- _EXTRAIT DE PAGE_
== == ==

Le colonel Hocédé, avait reçu vers deux heures de l’après-midi un éclat d’obus qui lui fit au bras et à la jambe gauche de graves blessures. « Reçu chez M. le curé de la Bourgonce, le colonel dut subir l’amputation de la jambe et du bras, et cette double opération fut pratiquée dans la nuit du 7 au 8 par un médecin badois, le docteur Keller, de Lœrrach assisté de M. Charles Raoult, étudiant en médecine, et d’un interne des hôpitaux de Paris, M. Dumont qui servait dans le 32e en qualité d’aide-major.

Cette longue et douloureuse opération habilement faite, avait été malheureusement trop tardive. Le colonel l’a supportée avec un grand courage et une étonnante énergie, mais bientôt des accidents inflammatoires se déclarèrent et la mort arriva dans la nuit du 9 au 10 octobre.[13]

Le commandant Vitre avait reçu un coup de feu au bras. Il succomba le 10 novembre, des suites de sa blessure, à l’hospice Saint-Maurice à Épinal. Le 12, la population d’Épinal à laquelle s’était joint le corps d’officiers et une partie de la garnison prussienne de la ville accompagnait sa dépouille mortelle au cimetière d’Épinal. Nos ennemis eux-mêmes rendirent hommage à la valeur de cet officier français. Sur sa tombe le colonel Schmielden du régiment saxon prononça les paroles suivantes :

« Nous venons d’accompagner un brave officier à sa dernière demeure. Il fut notre adversaire mais un adversaire loyal, qui a sacrifié sa vie en accomplissant fidèlement ses devoirs de soldat. Comme chrétiens et comme soldats nous lui disons ce suprême adieu : « Paix à son âme, respect à sa mémoire ! »

== == ==

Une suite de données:
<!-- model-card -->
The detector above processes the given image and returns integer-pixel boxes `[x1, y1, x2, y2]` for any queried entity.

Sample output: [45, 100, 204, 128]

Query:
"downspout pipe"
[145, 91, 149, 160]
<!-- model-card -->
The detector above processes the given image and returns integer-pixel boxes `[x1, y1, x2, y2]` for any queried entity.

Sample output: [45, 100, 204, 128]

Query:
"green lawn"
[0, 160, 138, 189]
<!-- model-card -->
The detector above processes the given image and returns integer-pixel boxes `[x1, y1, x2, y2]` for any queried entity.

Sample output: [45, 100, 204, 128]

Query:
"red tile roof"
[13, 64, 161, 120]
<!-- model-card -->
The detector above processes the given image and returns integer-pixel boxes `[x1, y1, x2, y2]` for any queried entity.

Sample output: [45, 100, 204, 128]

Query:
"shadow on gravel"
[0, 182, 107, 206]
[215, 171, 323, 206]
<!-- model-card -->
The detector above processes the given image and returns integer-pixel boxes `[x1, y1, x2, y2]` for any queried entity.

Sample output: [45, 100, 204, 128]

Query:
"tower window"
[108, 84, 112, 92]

== == ==

- _LE PROBLÈME_
Reproduisez mot pour mot le passage de l'extrait de page qui va de « Le colonel Hocédé, avait » à « en qualité d’aide-major. ».

- _RÉSULTAT ATTENDU_
Le colonel Hocédé, avait reçu vers deux heures de l’après-midi un éclat d’obus qui lui fit au bras et à la jambe gauche de graves blessures. « Reçu chez M. le curé de la Bourgonce, le colonel dut subir l’amputation de la jambe et du bras, et cette double opération fut pratiquée dans la nuit du 7 au 8 par un médecin badois, le docteur Keller, de Lœrrach assisté de M. Charles Raoult, étudiant en médecine, et d’un interne des hôpitaux de Paris, M. Dumont qui servait dans le 32e en qualité d’aide-major.